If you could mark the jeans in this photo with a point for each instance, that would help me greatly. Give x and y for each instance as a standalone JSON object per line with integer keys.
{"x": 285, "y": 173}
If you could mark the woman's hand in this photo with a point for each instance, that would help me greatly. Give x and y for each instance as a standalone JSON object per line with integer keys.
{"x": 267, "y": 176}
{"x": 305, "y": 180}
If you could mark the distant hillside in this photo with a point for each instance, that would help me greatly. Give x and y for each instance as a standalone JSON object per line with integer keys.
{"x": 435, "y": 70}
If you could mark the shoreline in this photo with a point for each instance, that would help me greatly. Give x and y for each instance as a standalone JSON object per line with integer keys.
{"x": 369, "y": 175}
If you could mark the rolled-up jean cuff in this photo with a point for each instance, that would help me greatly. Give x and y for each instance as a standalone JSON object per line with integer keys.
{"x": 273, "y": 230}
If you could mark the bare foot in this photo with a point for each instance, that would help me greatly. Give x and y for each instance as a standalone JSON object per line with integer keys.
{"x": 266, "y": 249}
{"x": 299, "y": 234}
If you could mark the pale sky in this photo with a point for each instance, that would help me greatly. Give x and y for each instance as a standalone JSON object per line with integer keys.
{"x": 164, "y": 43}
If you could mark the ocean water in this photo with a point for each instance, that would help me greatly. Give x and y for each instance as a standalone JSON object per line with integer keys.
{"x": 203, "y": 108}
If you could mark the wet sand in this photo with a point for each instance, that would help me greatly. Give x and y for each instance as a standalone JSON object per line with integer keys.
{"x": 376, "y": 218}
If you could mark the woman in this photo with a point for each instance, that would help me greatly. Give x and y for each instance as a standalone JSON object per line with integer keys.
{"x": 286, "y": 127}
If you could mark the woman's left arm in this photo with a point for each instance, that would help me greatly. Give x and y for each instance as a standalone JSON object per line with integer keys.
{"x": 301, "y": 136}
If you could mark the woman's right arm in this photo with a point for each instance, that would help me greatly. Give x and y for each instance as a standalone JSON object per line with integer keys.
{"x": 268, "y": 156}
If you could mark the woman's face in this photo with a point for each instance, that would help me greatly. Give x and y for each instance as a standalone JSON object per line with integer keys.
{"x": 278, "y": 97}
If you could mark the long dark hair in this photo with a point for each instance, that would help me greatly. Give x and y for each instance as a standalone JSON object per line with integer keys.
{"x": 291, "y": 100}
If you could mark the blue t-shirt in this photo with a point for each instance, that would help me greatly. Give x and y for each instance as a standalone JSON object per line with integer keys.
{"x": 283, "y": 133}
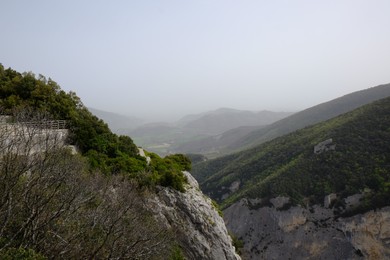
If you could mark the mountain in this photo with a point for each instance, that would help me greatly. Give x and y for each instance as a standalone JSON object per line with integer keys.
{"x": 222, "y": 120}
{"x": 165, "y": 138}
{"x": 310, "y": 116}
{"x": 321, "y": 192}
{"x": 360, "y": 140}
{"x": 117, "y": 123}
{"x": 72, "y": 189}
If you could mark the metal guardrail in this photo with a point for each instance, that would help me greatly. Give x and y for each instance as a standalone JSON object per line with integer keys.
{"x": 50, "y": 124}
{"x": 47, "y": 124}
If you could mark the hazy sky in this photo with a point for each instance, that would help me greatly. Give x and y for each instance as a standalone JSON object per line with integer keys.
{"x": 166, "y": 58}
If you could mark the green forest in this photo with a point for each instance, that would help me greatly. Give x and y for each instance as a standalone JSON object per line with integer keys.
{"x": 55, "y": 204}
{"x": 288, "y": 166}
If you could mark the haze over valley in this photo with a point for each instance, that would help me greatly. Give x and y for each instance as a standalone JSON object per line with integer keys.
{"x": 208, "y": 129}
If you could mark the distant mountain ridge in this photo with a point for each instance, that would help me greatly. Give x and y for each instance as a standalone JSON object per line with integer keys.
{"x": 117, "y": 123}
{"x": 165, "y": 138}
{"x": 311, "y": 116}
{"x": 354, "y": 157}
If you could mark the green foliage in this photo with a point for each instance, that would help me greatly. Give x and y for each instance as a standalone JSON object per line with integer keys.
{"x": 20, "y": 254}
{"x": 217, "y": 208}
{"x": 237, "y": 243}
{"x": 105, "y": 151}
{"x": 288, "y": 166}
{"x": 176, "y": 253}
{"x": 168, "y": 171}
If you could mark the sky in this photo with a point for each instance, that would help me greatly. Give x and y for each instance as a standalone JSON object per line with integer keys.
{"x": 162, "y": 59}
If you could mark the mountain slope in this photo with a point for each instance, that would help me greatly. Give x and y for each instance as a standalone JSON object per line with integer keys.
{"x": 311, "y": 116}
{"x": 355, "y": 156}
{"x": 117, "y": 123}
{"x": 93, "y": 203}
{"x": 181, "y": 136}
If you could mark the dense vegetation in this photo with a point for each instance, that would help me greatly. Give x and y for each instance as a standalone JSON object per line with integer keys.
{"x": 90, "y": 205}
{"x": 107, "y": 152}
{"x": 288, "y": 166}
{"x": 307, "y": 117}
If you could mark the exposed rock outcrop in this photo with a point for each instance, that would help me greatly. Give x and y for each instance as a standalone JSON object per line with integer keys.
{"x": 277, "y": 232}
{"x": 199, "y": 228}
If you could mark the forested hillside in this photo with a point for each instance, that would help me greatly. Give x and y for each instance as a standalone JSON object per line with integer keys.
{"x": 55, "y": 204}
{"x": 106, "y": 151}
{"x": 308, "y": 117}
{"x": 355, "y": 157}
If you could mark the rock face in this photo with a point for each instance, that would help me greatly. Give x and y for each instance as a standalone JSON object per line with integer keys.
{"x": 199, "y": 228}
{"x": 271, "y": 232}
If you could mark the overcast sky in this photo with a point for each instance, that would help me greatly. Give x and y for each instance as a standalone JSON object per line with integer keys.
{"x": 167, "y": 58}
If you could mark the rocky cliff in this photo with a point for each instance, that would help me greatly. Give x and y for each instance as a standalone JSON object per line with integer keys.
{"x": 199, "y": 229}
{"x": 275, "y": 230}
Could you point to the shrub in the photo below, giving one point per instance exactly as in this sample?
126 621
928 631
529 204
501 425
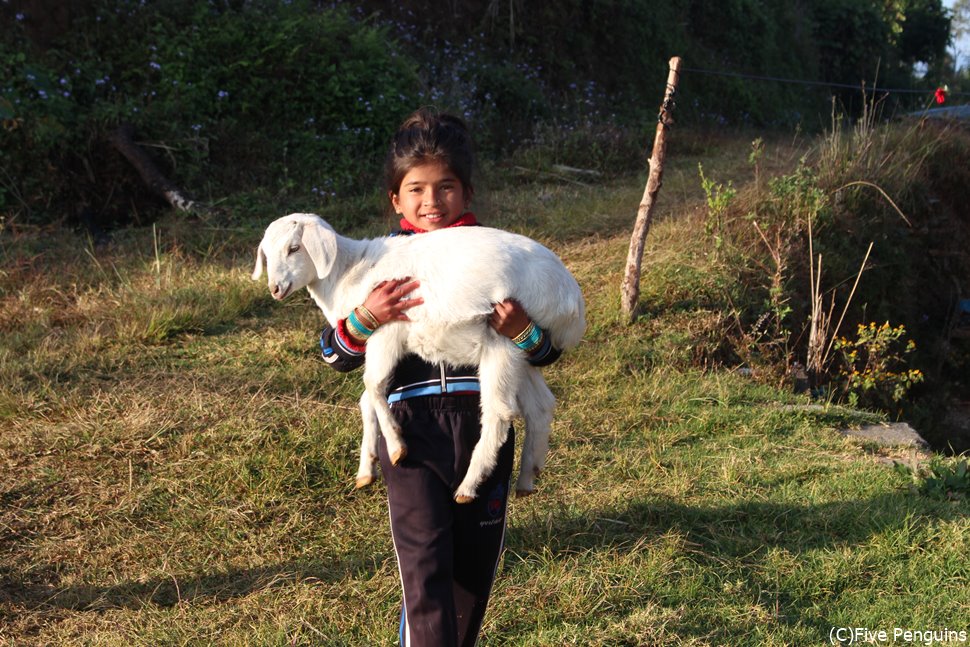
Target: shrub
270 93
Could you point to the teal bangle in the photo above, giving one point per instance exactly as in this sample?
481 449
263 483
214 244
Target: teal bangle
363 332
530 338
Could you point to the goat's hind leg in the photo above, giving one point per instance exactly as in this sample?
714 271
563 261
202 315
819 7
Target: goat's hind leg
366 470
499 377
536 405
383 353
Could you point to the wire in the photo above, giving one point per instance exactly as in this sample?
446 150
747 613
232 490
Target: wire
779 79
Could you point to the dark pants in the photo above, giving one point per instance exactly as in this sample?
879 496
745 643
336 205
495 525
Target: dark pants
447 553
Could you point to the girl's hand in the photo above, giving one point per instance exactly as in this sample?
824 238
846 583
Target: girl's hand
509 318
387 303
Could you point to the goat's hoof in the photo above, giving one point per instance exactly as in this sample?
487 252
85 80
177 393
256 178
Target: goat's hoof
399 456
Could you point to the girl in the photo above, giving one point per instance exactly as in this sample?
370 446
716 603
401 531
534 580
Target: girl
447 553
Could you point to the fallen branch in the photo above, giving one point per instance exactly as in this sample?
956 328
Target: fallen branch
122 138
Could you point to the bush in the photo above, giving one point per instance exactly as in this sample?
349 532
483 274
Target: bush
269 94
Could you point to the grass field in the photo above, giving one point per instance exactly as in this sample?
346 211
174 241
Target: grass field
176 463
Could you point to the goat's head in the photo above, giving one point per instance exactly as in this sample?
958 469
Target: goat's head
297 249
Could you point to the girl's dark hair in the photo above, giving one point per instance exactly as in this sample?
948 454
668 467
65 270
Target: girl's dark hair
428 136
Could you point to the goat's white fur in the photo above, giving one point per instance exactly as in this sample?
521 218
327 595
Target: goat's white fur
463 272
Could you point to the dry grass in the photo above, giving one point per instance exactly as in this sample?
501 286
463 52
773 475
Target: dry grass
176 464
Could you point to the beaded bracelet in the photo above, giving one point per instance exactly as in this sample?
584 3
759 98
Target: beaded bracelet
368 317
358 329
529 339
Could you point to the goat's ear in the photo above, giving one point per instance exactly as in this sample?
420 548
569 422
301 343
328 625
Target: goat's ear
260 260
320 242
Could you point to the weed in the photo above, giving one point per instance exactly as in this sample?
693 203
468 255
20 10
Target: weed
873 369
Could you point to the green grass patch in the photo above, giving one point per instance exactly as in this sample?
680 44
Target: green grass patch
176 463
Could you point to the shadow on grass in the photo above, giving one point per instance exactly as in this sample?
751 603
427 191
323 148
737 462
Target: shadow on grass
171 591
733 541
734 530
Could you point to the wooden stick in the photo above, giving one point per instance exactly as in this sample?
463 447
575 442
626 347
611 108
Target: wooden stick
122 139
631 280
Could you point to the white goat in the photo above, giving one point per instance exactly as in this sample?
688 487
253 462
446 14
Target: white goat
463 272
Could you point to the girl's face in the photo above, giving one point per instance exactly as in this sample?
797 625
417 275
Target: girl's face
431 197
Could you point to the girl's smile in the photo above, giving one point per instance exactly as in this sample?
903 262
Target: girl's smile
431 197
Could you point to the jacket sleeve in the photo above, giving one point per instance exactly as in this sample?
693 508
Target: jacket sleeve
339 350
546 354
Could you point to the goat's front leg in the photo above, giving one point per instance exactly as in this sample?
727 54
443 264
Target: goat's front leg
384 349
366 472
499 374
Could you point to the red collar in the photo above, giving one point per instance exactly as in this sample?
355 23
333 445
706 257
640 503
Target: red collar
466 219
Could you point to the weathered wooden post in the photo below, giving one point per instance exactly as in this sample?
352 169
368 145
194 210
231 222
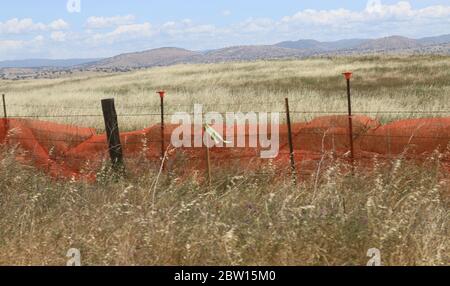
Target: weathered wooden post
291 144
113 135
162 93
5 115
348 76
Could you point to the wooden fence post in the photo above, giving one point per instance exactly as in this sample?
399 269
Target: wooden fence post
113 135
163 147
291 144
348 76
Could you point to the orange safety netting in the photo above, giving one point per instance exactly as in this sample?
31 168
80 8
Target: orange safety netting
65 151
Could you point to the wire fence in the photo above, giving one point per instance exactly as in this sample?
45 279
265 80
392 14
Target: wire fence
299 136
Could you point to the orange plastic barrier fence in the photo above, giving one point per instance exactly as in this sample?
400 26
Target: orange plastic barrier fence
+++++
**TASK INSTRUCTIONS**
Return each line of the data above that includes the word "below".

**EXPECTED OUTPUT**
Could you point to the shrub in the photo below, giving one point per instance exactly as in this sample?
Could you point to the weathered wooden post in the photo below, giving one point per instance exactly as in this sample?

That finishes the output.